[Saved entries]
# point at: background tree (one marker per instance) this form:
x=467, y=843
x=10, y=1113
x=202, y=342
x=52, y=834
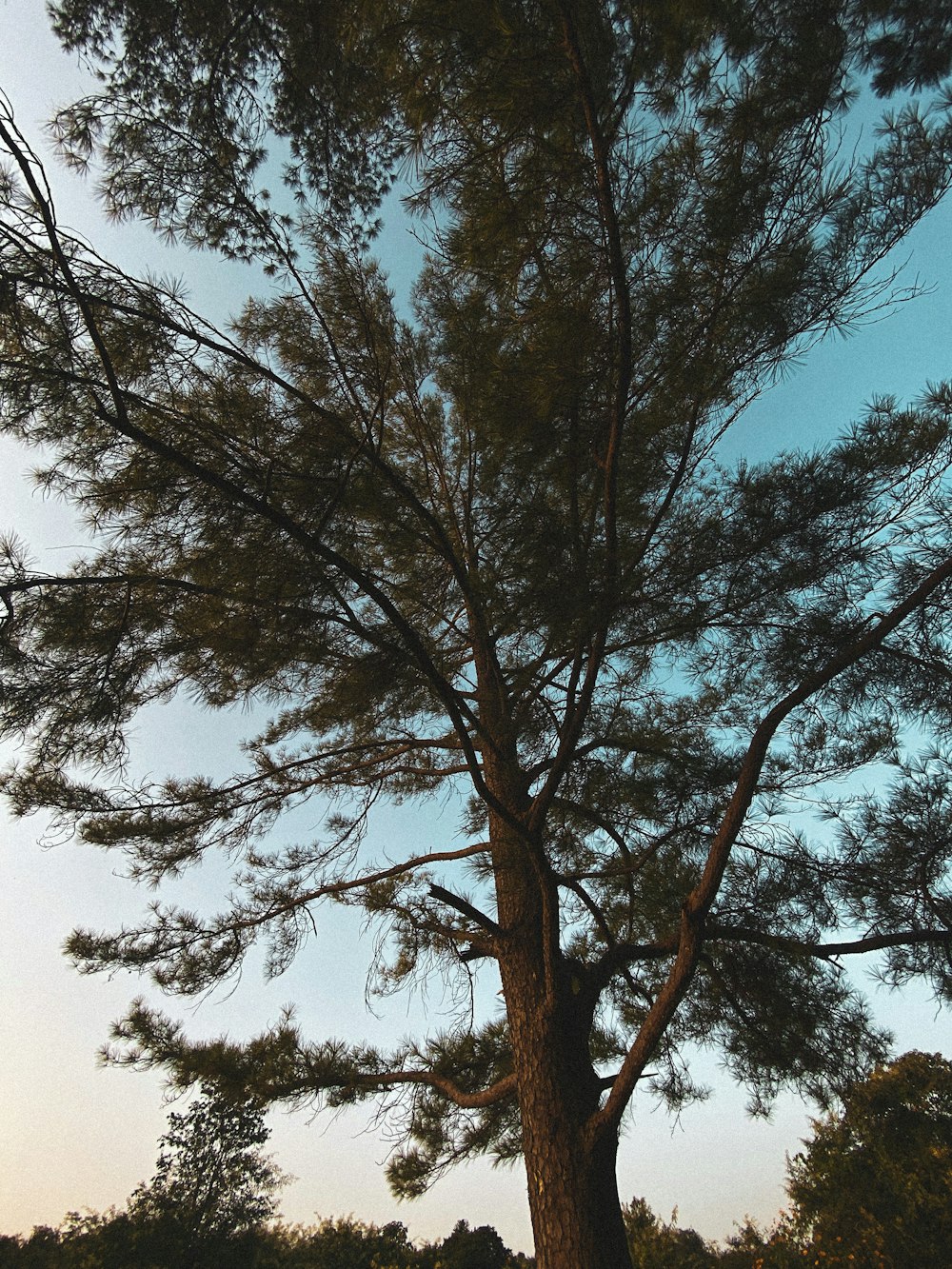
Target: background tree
x=501, y=551
x=212, y=1187
x=874, y=1187
x=655, y=1244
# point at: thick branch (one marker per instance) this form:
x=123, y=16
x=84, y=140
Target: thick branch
x=826, y=951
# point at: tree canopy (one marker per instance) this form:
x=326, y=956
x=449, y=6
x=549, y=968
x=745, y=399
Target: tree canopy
x=498, y=549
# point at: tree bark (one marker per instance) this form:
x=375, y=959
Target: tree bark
x=571, y=1180
x=573, y=1191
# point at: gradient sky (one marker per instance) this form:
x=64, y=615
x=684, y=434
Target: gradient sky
x=75, y=1135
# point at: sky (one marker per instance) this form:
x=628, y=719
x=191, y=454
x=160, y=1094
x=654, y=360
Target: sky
x=76, y=1135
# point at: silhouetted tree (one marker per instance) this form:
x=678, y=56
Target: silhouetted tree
x=499, y=551
x=874, y=1185
x=211, y=1188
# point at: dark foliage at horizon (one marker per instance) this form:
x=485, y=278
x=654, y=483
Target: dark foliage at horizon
x=498, y=553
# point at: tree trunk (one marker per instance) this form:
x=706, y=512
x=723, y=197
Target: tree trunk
x=574, y=1202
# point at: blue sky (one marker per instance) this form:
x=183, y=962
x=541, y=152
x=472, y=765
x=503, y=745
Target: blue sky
x=76, y=1135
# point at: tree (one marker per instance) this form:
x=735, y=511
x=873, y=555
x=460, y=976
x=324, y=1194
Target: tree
x=499, y=551
x=874, y=1187
x=658, y=1245
x=211, y=1187
x=472, y=1249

■ Task description
Update all of the entries above by replacing "one marker per instance" with "a single marker for each instance" wherever it occurs, leaving everything else unchanged. Omit the pictures from your version.

■ Correct answer
# point at: background tree (a single marker for each instance) this form:
x=467, y=843
x=10, y=1113
x=202, y=342
x=52, y=834
Target: background tree
x=501, y=551
x=212, y=1187
x=874, y=1187
x=655, y=1244
# point at: thick branch (a single marker for each instance) this form:
x=123, y=16
x=84, y=140
Target: thick branch
x=826, y=951
# point at: tree canopy (a single marker for each instance) this form:
x=326, y=956
x=449, y=6
x=549, y=968
x=745, y=399
Target: tree canopy
x=498, y=549
# point at: tree bark (a single marker for each instance) this form:
x=375, y=959
Target: tree bark
x=571, y=1180
x=573, y=1191
# point at: gradient sky (a single marker for each instance) this form:
x=64, y=615
x=684, y=434
Target: gradient sky
x=75, y=1135
# point at: sky (a single marker for each instance) this form:
x=628, y=719
x=191, y=454
x=160, y=1094
x=654, y=360
Target: sky
x=76, y=1135
# point at: silhouetted tree (a single marker for each instance) this form:
x=678, y=56
Target: silhouetted tree
x=499, y=551
x=874, y=1185
x=211, y=1188
# point at: dark foliage at horizon (a single marker for each instance) this form:
x=485, y=278
x=654, y=483
Target: dark foliage at horizon
x=498, y=553
# point at: tree trunk (a single marker for each instance) this form:
x=706, y=512
x=723, y=197
Target: tree trunk
x=574, y=1202
# point at: blue sky (a single marker for each instance) this form:
x=183, y=962
x=541, y=152
x=472, y=765
x=503, y=745
Target: blue sky
x=76, y=1135
# point at: tree (a single marker for each instance) this form:
x=735, y=511
x=873, y=555
x=460, y=976
x=324, y=1194
Target: tree
x=499, y=551
x=874, y=1187
x=658, y=1245
x=211, y=1187
x=472, y=1249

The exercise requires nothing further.